Neben den vielen bedrohlichen Situationen, in die der Autor hineingerät, ist für deutsche Leser auch seine Schilderung der Bombardierung Dresdens im Februar 1945 hervorzuheben, in die er hautnah hineingerät. Selten wurden diese Geschehnisse so eindrücklich geschildert.
In Polen ist, soviel wir gehört hatten, sein Bericht bisher nicht bekannt gewesen. Nicht nur in der Heimatstadt des Autors Poznań dürfte das Interesse aber beachtlich sein, wie wir aus der Reaktion unserer Freunde in Poznań, die wir informiert hatten, feststellen konnten.
Jan Kamieński kam 1923 in Polen zur Welt, erlebte den deutschen Überfall auf Polen 1939 und verbrachte als Sohn einer deutschen Mutter und eines polnischen Vaters den Zweiten Weltkrieg in Dresden. Konnte er sich als Kind aus einer „Mischehe“ frei bewegen? Was veranlasste ihn, nach Dresden zu kommen?
Kamieński erlebte die Barbarei der deutschen Herrschaft in Poznań, die Schließung der dortigen Universität, an der sein Vater, ein Musikwissenschaftler und Komponist, Dekan war, dessen zeitweise Verhaftung, die brutale Umsiedlung aus dem „Warthegau“, die Verschleppung von Kindern zur „Germanisierung“, den Abtransport der jüdischen Bevölkerung. So gerät er in Kontakt zum Widerstand. In Poznań wird er zunächst für die „Kleine Sabotage“ (Flugblätter, Beschädigung der Autos der Deutschen, Störung des Telefonsystems des deutschen Militärs) eingesetzt, bis er den Auftrag für Dresden erhält.

=== EINGABEDATEN ===
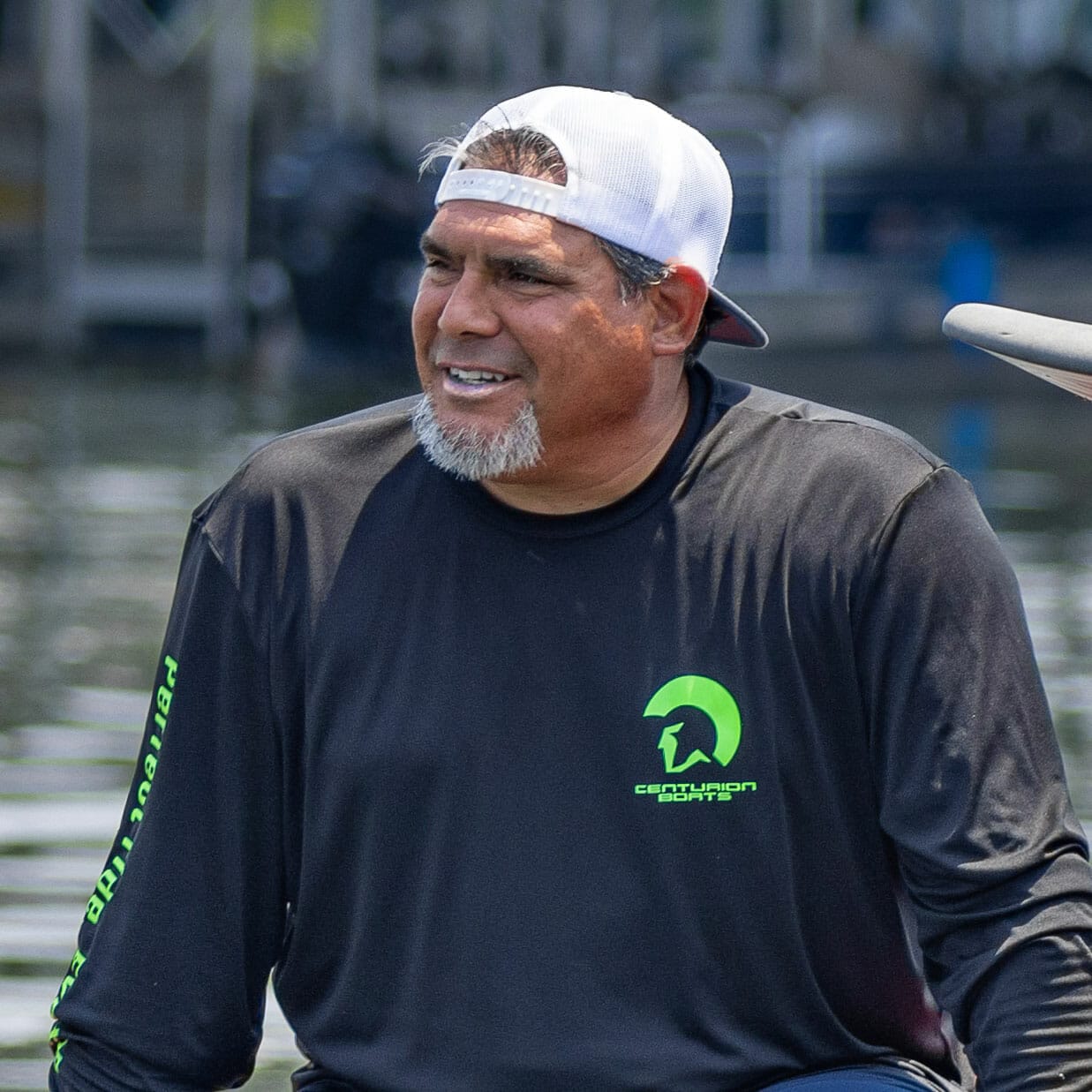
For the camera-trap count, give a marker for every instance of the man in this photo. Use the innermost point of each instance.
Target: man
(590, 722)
...
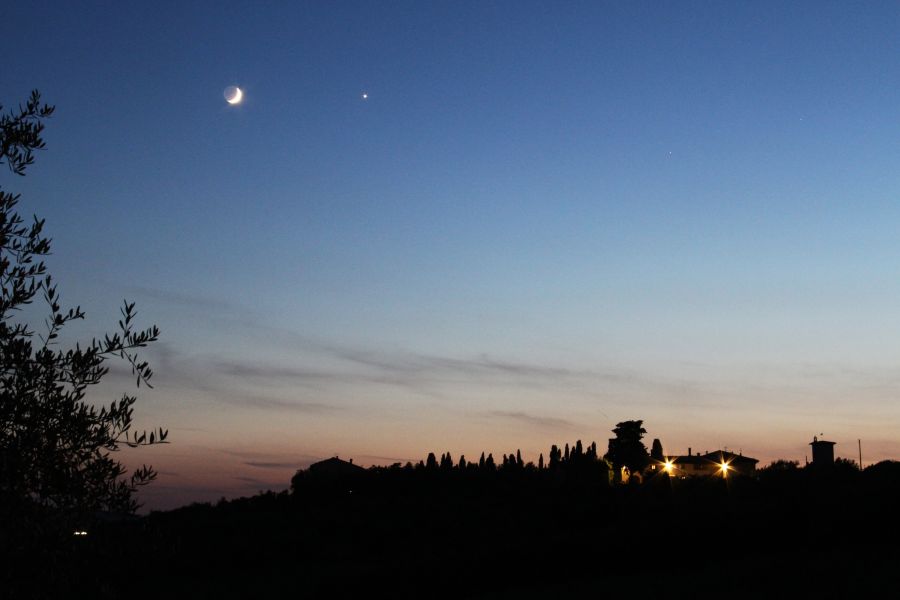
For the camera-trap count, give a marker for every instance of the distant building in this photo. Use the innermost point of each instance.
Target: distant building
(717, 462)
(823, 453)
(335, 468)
---
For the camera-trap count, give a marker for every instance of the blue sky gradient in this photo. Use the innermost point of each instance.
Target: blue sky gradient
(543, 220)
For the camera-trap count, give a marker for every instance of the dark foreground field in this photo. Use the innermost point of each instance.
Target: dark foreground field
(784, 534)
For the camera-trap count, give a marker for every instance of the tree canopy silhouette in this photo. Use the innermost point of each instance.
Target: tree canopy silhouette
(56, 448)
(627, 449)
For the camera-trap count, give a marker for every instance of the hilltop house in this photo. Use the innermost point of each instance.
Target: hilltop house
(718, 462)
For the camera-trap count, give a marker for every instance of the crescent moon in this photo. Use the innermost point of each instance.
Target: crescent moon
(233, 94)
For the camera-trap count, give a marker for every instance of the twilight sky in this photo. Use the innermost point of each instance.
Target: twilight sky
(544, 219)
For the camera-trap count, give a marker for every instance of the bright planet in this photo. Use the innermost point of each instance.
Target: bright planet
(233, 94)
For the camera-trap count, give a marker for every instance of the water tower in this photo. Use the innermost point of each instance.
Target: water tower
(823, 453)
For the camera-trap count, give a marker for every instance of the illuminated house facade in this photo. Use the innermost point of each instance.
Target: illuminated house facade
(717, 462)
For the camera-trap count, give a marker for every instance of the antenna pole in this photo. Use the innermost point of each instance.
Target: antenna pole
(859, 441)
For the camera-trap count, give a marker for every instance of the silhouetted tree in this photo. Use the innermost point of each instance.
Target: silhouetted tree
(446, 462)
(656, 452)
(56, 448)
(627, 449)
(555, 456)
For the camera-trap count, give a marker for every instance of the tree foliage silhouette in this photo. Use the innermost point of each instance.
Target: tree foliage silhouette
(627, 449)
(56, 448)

=== ARBEITSAUFTRÄGE ===
a - Gib sämtliche Zeilen der Datensätze zurück, in denen die Zeichenfolge „silhouetted“ vorkommt.
b - Führe den Text über Jan Kamieński im Anschluss an seinen letzten Satz weiter.
Zwischen den Datensätzen und dem Text besteht kein inhaltlicher Zusammenhang.

=== ERGEBNISSE ===
a -
For the camera-trap count, give a marker for every instance of the silhouetted tree in this photo. Use the innermost point of each instance.
Target: silhouetted tree

b -
Seine Mutter, eine Konzertsängerin, war in Königsberg geboren. In die „Deutsche Volksliste“ der Nazis wurde sie jedoch nur in die Gruppe 4 (sog. Renegaten) eingetragen, da sie ausschließlich in polnischen Kreisen verkehrte und sich als Polin betrachtete. Kamieński berichtet, dass die Familie unter deutscher Besatzung auch nur polnische Essensmarken erhielt. Die Mutter hatte ihm einige Deutschkenntnisse beigebracht. Der polnische Widerstand beschaffte ihm Papiere unter einem deutsch klingenden Namen als Staatenloser. So konnte er in Dresden eine Arbeit aufnehmen und einen Wohnsitz beziehen.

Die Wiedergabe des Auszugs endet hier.